====== Document
BRIEF DESCRIPTION OF THE DRAWINGS

[0022]FIG. 1 is a perspective view of the present invention in full lines mounted at the rear end of a receiving structure such as a contemporary boat hoist as shown in dashed lines;

[0023]FIG. 2 is a series of reduced plan views of the invention in combination with the boat hoist, and, as viewed from left to right, showing the changed position of certain parts of the invention as it performs its wedging action to center a pleasure craft as the craft enters the boat hoist;

[0024]FIG. 3 is an enlarged perspective view of the invention in its normal condition prior to engagement by a craft, posts of the boat hoist shown in dashed lines, the view taken from behind the rear of the hoist looking seaward therefrom;

[0025]FIG. 4 is an enlarged perspective view of a pulley and cable center bracket;

[0026]FIG. 5 is a perspective view of the invention as taken from the outside of the boat hoist looking inwardly thereof, and toward the landward front of the hoist, a view opposite that of FIG. 3;

[0027]FIG. 6 is an enlarged perspective view of a spring and dual cable end connection;

[0028]FIG. 7 is a reduced plan view of the structure of FIG. 3, showing the normal position of the load guide system upright poles X and Y prior to engagement by a craft (not shown) entering the boat hoist, comparable to the illustration on the far left side of the FIG. 2 illustration;

[0029]FIG. 8 is a view similar to FIG. 7, and showing the relative moved positions of poles X and Y after pole Y has been engaged by the craft (not shown) entering the boat hoist;

[0030]FIG. 9 is a view similar to FIG. 8, and showing the relative moved positions of poles X and Y after pole X has been sequentially engaged by the craft (not shown) subsequent to engagement of the craft with pole Y in FIG. 8.
============
====== Material shown
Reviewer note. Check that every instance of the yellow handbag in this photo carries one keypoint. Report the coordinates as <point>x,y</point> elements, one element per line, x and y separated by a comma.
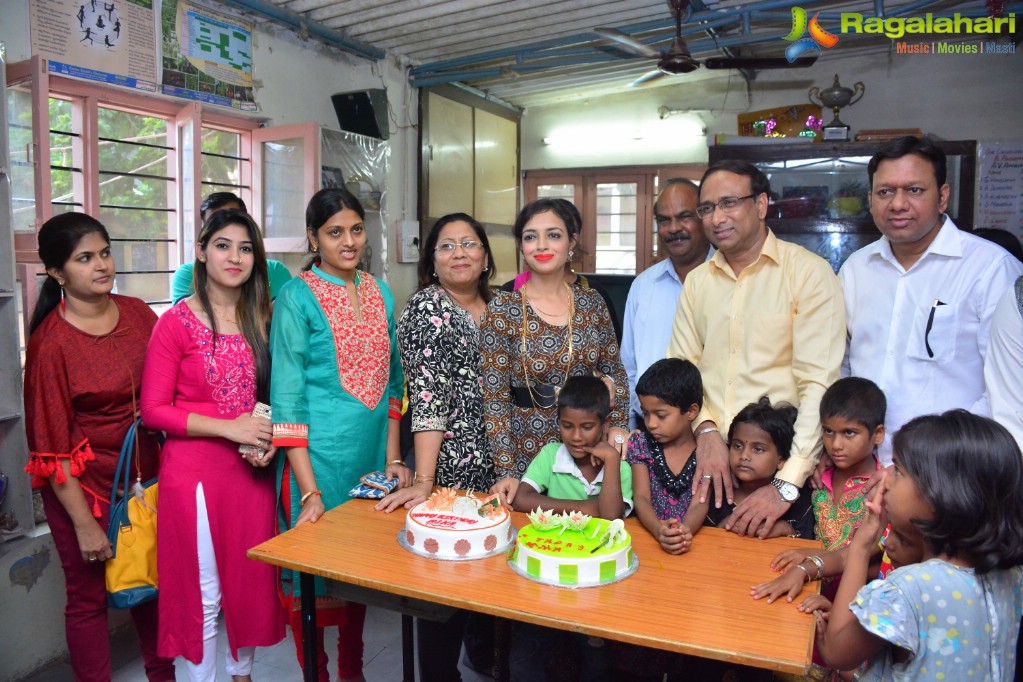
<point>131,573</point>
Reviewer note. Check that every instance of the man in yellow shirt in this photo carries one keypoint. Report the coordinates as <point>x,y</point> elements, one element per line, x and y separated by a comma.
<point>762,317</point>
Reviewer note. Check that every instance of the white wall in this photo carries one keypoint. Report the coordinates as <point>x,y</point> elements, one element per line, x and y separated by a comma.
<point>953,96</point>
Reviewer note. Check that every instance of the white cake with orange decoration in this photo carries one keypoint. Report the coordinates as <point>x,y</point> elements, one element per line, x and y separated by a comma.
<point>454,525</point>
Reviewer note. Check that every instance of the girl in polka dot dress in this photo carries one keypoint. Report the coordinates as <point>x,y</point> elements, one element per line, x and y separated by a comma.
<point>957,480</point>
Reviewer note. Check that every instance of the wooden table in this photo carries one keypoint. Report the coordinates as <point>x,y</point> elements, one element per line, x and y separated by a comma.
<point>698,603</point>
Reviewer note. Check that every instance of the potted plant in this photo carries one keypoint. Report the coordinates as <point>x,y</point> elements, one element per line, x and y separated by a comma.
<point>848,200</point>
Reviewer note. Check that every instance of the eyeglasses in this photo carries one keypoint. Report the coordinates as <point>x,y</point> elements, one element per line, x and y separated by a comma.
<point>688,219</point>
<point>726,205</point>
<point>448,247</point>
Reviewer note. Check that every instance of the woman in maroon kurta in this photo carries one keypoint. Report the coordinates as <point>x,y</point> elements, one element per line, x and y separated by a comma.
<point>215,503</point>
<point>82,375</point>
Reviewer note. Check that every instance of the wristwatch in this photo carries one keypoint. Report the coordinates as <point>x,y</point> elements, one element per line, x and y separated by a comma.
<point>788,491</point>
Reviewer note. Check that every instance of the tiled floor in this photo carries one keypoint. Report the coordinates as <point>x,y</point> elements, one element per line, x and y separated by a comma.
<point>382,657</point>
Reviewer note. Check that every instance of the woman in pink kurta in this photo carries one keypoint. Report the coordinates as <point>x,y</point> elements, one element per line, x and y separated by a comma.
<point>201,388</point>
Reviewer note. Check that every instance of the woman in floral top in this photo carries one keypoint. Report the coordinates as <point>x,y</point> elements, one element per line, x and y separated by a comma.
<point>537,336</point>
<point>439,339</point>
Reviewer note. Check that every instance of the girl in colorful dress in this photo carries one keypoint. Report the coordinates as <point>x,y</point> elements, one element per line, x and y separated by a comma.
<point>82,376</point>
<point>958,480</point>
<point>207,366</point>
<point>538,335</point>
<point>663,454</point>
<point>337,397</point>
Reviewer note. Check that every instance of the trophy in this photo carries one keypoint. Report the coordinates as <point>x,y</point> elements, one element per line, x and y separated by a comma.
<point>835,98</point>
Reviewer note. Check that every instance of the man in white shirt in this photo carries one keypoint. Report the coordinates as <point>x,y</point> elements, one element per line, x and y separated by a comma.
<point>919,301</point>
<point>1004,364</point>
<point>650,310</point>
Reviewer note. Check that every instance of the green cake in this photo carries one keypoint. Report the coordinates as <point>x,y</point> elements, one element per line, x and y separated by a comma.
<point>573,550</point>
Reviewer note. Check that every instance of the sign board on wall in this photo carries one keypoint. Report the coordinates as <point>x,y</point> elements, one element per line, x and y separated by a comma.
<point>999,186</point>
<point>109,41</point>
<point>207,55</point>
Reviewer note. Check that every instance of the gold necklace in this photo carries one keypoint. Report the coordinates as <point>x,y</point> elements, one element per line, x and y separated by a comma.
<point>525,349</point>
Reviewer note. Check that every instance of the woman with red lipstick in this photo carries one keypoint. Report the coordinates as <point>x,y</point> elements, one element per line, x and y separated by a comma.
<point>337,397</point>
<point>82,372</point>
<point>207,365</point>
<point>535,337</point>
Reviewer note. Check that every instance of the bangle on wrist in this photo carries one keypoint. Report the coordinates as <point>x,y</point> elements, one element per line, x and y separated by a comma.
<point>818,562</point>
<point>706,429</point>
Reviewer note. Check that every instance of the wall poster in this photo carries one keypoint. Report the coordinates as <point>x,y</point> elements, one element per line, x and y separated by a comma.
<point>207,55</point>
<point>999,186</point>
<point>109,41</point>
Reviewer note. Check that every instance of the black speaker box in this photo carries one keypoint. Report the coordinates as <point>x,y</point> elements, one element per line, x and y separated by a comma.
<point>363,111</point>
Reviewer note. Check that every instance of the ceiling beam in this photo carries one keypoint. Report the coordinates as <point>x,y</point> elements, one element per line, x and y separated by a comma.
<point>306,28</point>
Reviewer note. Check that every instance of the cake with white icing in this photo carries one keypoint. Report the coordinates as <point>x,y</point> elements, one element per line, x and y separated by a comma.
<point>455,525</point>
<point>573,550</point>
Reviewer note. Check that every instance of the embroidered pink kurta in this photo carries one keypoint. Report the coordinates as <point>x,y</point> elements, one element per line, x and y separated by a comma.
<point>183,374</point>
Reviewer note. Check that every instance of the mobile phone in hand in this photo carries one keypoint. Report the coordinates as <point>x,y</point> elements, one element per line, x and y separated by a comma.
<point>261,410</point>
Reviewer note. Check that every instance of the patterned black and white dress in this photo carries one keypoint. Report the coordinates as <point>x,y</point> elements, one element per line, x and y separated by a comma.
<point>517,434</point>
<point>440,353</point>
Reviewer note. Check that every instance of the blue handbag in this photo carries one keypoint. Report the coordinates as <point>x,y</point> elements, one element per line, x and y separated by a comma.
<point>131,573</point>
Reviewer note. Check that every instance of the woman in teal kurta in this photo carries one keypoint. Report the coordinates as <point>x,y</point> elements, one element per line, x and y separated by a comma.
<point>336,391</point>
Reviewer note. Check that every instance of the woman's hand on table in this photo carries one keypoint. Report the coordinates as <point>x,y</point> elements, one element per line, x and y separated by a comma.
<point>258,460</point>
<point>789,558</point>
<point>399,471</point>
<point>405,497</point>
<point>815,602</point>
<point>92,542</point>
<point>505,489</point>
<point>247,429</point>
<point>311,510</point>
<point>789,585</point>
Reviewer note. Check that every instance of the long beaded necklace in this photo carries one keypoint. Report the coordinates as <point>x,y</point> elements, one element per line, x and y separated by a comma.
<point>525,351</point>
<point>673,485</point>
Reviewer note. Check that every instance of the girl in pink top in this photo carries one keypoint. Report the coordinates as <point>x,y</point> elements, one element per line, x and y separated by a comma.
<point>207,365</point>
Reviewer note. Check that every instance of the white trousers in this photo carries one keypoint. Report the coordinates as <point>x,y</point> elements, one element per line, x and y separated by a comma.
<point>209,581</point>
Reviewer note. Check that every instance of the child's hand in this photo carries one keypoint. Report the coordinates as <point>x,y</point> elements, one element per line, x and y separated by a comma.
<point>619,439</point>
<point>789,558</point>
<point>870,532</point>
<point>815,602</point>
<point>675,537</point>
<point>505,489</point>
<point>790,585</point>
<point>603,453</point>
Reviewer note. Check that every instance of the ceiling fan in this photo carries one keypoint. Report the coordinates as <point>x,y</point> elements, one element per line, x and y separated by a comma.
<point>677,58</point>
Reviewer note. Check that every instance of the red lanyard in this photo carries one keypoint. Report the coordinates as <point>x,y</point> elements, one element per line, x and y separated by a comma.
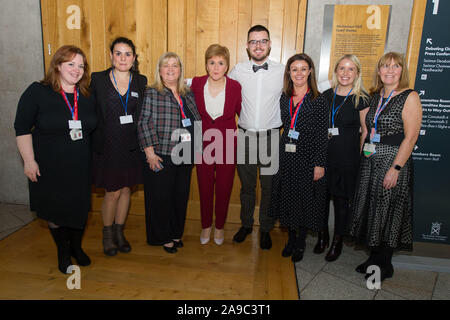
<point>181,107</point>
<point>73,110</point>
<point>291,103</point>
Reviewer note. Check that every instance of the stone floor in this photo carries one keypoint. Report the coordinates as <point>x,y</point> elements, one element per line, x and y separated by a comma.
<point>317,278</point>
============
* What is asked
(a) According to the drawing descriptions, what does FIG. 4 show?
(b) Transcribe everything in the drawing descriptions from "[0030]FIG. 9 is" down to "Y in FIG. 8.".

* The results
(a) An enlarged perspective view of a pulley and cable center bracket.

(b)
[0030]FIG. 9 is a view similar to FIG. 8, and showing the relative moved positions of poles X and Y after pole X has been sequentially engaged by the craft (not shown) subsequent to engagement of the craft with pole Y in FIG. 8.